== Données fournies

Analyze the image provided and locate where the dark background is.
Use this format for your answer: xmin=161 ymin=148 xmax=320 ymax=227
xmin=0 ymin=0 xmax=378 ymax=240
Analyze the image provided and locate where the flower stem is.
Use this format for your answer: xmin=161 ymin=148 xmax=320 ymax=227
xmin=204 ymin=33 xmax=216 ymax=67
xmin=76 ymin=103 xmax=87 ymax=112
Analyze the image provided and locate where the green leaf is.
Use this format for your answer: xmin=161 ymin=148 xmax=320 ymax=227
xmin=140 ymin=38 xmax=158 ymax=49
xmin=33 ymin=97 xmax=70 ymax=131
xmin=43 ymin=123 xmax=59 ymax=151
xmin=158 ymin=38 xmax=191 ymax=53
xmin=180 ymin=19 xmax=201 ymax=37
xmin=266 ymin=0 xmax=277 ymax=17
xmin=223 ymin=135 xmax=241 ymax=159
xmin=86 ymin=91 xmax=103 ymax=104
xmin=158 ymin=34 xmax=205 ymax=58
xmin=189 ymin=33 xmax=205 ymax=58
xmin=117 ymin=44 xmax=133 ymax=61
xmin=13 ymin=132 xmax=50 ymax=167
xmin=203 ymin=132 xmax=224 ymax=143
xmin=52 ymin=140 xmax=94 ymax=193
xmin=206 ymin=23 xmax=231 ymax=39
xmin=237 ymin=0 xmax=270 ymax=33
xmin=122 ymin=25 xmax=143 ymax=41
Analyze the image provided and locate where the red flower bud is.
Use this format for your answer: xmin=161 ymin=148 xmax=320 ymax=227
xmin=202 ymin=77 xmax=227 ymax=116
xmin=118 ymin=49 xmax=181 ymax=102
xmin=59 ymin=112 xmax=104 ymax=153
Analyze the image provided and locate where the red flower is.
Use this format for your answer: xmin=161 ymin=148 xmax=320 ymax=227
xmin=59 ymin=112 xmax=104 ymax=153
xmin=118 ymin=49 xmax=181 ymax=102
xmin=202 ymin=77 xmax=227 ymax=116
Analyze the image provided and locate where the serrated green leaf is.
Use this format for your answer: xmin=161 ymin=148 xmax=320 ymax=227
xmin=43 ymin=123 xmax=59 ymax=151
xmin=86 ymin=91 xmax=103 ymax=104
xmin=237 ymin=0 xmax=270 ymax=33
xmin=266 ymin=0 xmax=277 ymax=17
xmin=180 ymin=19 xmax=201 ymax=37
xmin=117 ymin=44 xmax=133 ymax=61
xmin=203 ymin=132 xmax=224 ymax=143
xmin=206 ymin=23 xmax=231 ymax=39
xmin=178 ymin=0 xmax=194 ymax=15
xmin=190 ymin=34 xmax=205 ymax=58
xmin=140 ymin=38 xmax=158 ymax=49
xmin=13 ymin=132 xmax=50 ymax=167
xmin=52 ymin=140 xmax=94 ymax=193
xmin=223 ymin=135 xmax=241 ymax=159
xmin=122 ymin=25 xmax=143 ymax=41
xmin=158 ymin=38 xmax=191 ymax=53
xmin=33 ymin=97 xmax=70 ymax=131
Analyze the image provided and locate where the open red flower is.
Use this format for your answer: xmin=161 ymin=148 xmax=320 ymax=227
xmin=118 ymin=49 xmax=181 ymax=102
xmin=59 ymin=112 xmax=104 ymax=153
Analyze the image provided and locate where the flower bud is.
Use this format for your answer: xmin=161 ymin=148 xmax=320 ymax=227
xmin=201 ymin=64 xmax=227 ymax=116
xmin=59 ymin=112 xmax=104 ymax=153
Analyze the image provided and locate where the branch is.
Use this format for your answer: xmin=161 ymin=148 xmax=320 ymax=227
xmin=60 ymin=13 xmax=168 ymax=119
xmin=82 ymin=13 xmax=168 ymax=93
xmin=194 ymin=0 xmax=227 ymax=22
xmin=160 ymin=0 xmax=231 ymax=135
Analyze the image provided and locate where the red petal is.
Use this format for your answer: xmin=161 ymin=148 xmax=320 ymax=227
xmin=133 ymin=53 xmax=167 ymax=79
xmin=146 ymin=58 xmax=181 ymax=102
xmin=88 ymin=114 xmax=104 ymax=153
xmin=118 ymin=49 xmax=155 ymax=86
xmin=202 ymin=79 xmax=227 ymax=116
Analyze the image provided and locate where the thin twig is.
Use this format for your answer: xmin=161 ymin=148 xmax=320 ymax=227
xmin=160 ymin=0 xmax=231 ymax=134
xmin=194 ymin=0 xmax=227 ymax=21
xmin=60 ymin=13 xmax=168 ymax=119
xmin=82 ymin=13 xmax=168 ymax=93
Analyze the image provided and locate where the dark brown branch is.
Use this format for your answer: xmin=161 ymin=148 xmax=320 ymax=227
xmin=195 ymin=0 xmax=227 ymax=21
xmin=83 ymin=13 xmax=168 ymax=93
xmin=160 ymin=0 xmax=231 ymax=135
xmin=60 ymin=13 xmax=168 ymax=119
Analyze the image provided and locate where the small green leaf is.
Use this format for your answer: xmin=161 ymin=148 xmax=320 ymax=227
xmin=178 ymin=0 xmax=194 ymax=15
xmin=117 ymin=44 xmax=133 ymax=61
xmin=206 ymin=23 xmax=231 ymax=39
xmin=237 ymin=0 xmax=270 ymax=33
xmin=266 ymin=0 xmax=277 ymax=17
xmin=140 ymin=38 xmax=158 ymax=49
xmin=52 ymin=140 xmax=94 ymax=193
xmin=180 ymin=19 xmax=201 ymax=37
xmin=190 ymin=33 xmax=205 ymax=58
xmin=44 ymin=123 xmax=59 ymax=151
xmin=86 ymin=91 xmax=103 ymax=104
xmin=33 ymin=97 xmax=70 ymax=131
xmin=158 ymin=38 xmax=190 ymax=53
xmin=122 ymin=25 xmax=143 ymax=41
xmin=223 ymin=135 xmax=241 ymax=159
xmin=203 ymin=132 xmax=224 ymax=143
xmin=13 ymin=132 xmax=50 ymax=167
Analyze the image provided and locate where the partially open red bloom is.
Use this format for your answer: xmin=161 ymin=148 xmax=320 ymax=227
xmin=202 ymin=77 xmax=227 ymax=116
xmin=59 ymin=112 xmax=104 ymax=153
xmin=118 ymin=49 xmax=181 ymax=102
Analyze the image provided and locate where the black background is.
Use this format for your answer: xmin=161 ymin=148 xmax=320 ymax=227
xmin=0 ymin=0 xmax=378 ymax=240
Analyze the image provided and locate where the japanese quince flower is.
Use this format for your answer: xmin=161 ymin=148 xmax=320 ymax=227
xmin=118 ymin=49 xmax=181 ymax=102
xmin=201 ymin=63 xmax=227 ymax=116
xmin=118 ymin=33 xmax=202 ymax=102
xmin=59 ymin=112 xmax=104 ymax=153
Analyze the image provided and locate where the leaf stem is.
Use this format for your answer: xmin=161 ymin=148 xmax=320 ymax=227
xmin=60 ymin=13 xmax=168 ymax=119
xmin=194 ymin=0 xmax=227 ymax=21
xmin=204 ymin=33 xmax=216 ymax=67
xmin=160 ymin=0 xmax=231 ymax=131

====

Pouvez-vous renvoyer chaque ligne des entrées ci-dessus qui contient le mot « flower », en tenant compte de la casse ?

> Résultat:
Analyze the image provided and locate where the flower stem is.
Analyze the image provided and locate where the red flower bud is.
Analyze the image provided and locate where the red flower is.
Analyze the image provided and locate where the open red flower is.
Analyze the image provided and locate where the flower bud is.
Analyze the image provided and locate where the japanese quince flower is.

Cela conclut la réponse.